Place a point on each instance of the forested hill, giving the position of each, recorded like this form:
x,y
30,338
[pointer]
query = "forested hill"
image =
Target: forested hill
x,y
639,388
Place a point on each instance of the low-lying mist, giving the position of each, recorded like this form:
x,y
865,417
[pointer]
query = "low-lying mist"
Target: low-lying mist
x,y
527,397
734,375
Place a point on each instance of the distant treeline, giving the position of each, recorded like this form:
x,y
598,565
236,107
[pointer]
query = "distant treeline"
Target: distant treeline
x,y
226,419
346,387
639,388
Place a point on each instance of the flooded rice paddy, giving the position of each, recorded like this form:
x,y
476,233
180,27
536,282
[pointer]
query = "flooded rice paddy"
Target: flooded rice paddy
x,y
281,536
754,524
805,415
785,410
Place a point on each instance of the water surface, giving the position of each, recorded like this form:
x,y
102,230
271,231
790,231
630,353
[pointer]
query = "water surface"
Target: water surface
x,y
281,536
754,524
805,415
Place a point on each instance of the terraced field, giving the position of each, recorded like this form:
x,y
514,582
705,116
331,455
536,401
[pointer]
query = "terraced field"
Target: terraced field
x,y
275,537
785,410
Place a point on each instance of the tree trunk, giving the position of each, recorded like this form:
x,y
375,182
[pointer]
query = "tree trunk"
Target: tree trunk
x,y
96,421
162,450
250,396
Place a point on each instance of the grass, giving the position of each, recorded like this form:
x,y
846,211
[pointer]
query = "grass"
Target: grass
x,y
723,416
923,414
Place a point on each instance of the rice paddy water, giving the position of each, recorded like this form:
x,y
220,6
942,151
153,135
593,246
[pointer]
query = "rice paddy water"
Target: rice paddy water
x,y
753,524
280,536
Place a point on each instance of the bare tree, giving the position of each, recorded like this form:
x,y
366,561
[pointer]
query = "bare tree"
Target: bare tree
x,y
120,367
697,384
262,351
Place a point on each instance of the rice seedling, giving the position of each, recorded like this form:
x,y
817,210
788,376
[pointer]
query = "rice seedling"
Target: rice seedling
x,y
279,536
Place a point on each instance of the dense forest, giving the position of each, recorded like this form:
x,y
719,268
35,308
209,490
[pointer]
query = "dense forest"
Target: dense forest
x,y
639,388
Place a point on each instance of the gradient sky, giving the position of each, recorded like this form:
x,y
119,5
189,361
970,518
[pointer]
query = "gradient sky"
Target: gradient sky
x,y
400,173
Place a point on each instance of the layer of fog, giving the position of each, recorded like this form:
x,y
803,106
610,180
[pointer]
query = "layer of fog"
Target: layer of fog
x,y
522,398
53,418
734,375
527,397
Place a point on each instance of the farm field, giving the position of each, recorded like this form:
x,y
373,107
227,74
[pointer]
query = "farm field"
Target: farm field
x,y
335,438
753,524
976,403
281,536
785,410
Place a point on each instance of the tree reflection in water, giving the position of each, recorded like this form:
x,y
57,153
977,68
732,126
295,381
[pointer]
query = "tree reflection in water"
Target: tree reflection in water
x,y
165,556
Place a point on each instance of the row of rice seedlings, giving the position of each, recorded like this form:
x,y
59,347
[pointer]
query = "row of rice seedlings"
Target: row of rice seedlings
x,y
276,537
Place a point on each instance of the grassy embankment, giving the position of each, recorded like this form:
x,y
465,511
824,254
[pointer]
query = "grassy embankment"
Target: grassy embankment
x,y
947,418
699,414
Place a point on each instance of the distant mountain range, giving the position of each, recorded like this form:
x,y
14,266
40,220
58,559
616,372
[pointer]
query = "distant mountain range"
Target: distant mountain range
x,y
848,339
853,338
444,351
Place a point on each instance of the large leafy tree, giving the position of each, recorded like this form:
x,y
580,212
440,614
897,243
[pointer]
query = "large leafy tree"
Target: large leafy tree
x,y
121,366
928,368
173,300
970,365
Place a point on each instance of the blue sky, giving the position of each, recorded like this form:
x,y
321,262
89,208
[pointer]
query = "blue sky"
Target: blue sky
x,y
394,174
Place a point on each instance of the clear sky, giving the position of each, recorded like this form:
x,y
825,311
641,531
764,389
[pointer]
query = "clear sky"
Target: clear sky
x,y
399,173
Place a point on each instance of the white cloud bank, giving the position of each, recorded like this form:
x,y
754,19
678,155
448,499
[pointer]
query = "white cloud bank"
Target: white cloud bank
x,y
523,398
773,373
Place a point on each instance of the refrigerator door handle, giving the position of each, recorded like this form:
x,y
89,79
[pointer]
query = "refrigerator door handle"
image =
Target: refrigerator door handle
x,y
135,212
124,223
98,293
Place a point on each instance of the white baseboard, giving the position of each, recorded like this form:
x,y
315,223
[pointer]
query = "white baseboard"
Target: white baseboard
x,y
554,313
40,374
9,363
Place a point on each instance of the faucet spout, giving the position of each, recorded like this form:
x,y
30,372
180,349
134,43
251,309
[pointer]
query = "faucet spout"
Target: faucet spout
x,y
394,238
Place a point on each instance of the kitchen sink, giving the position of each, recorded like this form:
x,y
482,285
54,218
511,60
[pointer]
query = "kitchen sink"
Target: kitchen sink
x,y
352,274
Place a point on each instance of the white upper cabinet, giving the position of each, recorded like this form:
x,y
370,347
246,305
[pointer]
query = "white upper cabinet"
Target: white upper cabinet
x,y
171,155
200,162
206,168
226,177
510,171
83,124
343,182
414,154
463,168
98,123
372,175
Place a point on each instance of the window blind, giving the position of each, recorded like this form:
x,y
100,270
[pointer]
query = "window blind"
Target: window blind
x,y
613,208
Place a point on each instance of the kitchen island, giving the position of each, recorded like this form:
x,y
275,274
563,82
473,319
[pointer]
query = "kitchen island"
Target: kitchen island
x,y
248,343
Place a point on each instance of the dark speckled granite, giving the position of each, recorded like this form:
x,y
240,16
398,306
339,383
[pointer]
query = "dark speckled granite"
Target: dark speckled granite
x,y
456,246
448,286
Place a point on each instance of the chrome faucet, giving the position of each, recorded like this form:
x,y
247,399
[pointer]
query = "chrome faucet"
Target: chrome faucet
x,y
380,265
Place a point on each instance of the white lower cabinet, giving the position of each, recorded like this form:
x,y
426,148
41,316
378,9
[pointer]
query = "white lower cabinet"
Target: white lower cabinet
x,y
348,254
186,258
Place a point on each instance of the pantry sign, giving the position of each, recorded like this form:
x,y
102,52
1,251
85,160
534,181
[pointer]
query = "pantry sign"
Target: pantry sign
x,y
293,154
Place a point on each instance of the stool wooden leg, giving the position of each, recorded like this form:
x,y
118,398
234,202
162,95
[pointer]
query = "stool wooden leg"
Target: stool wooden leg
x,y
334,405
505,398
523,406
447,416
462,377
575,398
┄┄┄┄┄┄┄┄┄┄┄┄┄┄┄┄┄┄┄┄
All of the entries must be written out exactly as they stand.

> **Written answer**:
Place a point on each instance of the forested hill, giving the position of each, recorded like this form:
x,y
30,338
[pointer]
query = "forested hill"
image =
Target: forested hill
x,y
639,388
Place a point on each instance of the low-lying mist, giving the position of each, recorded like this form:
x,y
865,417
[pointer]
query = "low-lying mist"
Target: low-lying mist
x,y
527,397
734,375
Place a point on each instance of the distant treeline, giving the position of each, recorded like this form:
x,y
598,565
236,107
[pointer]
query = "distant treeline"
Target: distant treeline
x,y
226,419
346,387
639,388
Place a point on each instance of the flooded rice paddy, giving the position of each, recorded like this form:
x,y
476,233
180,27
536,282
[pointer]
query = "flooded rice paddy"
Target: flooded rice paddy
x,y
281,536
754,524
805,415
785,410
Place a point on each instance of the water surface, giving the position of each, recorded like this form:
x,y
102,230
271,231
790,231
630,353
[pointer]
query = "water surface"
Target: water surface
x,y
281,536
754,524
805,415
Place a point on each instance of the terraced field, giving the position of each, recorded like this form:
x,y
514,582
705,116
331,455
536,401
[pointer]
query = "terraced field"
Target: terraced field
x,y
275,537
785,410
Place a point on each instance of the tree trunk, giving the position of each, recorded like this form:
x,y
375,182
[pointer]
query = "tree trunk"
Target: tree trunk
x,y
96,421
162,450
250,396
Place a point on each instance of the grass, giving the position of each, recorded like this form:
x,y
846,211
[pointer]
query = "grass"
Target: grass
x,y
723,416
923,414
Place a point on each instance of the rice paddy water, giving the position of each, recorded like this form:
x,y
220,6
942,151
153,135
593,246
[pointer]
query = "rice paddy water"
Target: rice paddy water
x,y
753,524
280,536
Place a point on each instance of the bare tree, giving the position of each, recorded like this form:
x,y
366,561
[pointer]
query = "bare tree"
Target: bare tree
x,y
120,367
697,384
262,351
Place a point on each instance of the rice seedling, giving the position of each, recorded like this form:
x,y
817,210
788,376
[pointer]
query = "rice seedling"
Target: rice seedling
x,y
279,536
Place a point on each instance of the dense forest, giving the position of each, recorded like this form:
x,y
719,268
35,308
209,490
[pointer]
query = "dense forest"
Target: dense forest
x,y
639,388
Place a point on each instance of the gradient sky, giving the position of each, recorded like this form:
x,y
119,5
189,361
970,518
[pointer]
query = "gradient sky"
Target: gradient sky
x,y
400,173
Place a point on each instance of the layer of fog, giving the position of each, recorded like this form:
x,y
803,106
610,180
[pointer]
query = "layer of fog"
Target: layer of fog
x,y
522,398
53,418
734,375
527,397
Place a point on each instance of the farm field, giving the position of each, recorded like this form:
x,y
373,107
227,74
[pointer]
query = "farm field"
Target: farm field
x,y
335,438
753,524
976,403
281,536
785,410
Place a point on each instance of the tree reflection in water, giving the position of each, recorded like this form:
x,y
57,153
977,68
732,126
295,381
[pointer]
query = "tree reflection in water"
Target: tree reflection in water
x,y
165,556
Place a point on each instance of the row of rice seedlings, giving the position of each, recorded like this form:
x,y
59,347
[pointer]
query = "row of rice seedlings"
Target: row of rice seedlings
x,y
276,537
Place a point on each instance of the grassy embankment, giving the position of each, recorded like this form:
x,y
465,511
824,254
[pointer]
query = "grassy embankment"
Target: grassy embankment
x,y
947,418
699,414
Place a point on each instance of the distant mountain range, giving the position of each, recorded like this form:
x,y
14,266
40,220
58,559
616,372
[pointer]
query = "distant mountain range"
Target: distant mountain range
x,y
848,339
853,338
444,351
Place a point on each instance of the large leafy tree, giving the position of each, recorded like this form:
x,y
580,212
440,614
897,243
[pointer]
query = "large leafy tree"
Target: large leafy tree
x,y
121,366
928,368
173,300
970,365
Place a point on each instance of the blue sky, giving the position of each, recorded like this form:
x,y
321,262
89,208
[pointer]
query = "blue sky"
Target: blue sky
x,y
394,174
Place a point on each instance of the clear sky, giving the position of each, recorded like this form:
x,y
825,311
641,531
764,389
[pointer]
query = "clear sky"
Target: clear sky
x,y
399,173
Place a point on each instance of the white cloud bank, giving the position of each, recorded like this form:
x,y
754,19
678,155
448,499
[pointer]
query = "white cloud bank"
Target: white cloud bank
x,y
523,398
773,373
Place a point on each instance of the refrigerator door handle, giving the position of each, recorded like this form:
x,y
89,79
[pointer]
query = "refrigerator door handle"
image =
Target: refrigerator door handle
x,y
135,212
124,223
98,293
Place a point on each instance of the white baseboard, giving the position of each, recorded like this form:
x,y
315,223
[pointer]
query = "white baseboard"
Target: white baseboard
x,y
554,313
40,374
9,363
Place a point on each instance of the faucet spout, giving the position of each, recorded like this form:
x,y
30,372
180,349
134,43
251,309
[pointer]
query = "faucet spout"
Target: faucet spout
x,y
394,238
Place a point on each instance of the kitchen sink, giving the position of each, recorded like this form:
x,y
482,285
54,218
511,60
[pointer]
query = "kitchen sink"
Target: kitchen sink
x,y
352,274
Place a point on each instance of the white upper cabinet, giving the position of each, recorded like this form:
x,y
370,347
246,305
[pointer]
query = "white upper cabinet"
Target: white upper cabinet
x,y
171,155
200,162
206,168
226,177
510,171
83,124
343,182
414,154
463,168
98,123
372,175
Place a point on each instance of the window blind, giving the position of each, recorded like this form:
x,y
100,270
[pointer]
query = "window blind"
Target: window blind
x,y
613,208
Place a point on each instance of the kitchen island, giving the position of each, recorded like this form:
x,y
275,274
563,82
473,319
[pointer]
query = "kitchen island"
Target: kitchen island
x,y
248,343
Place a point on each instance of the dark speckled granite, giving the position of each, recorded like this form:
x,y
240,16
398,306
339,383
[pointer]
query = "dark speckled granite"
Target: dark speckled granite
x,y
456,246
448,286
Place a point on each instance of the chrome faucet, giving the position of each, recorded like this form:
x,y
247,399
[pointer]
query = "chrome faucet"
Target: chrome faucet
x,y
380,265
Place a point on each instance of the white lower cabinet, giving the position of each, recorded like this form:
x,y
426,148
41,316
378,9
[pointer]
query = "white lower cabinet"
Target: white lower cabinet
x,y
348,254
186,258
Place a point on each instance of the pantry sign, giving the position of each, recorded like this form:
x,y
102,52
1,251
85,160
534,181
[pointer]
query = "pantry sign"
Target: pantry sign
x,y
293,154
Place a point on each instance of the stool wooden leg, giving the position of each, recorded like this form:
x,y
118,398
234,202
162,95
[pointer]
query = "stool wooden leg"
Target: stool wooden leg
x,y
334,405
505,398
523,406
447,416
462,377
575,398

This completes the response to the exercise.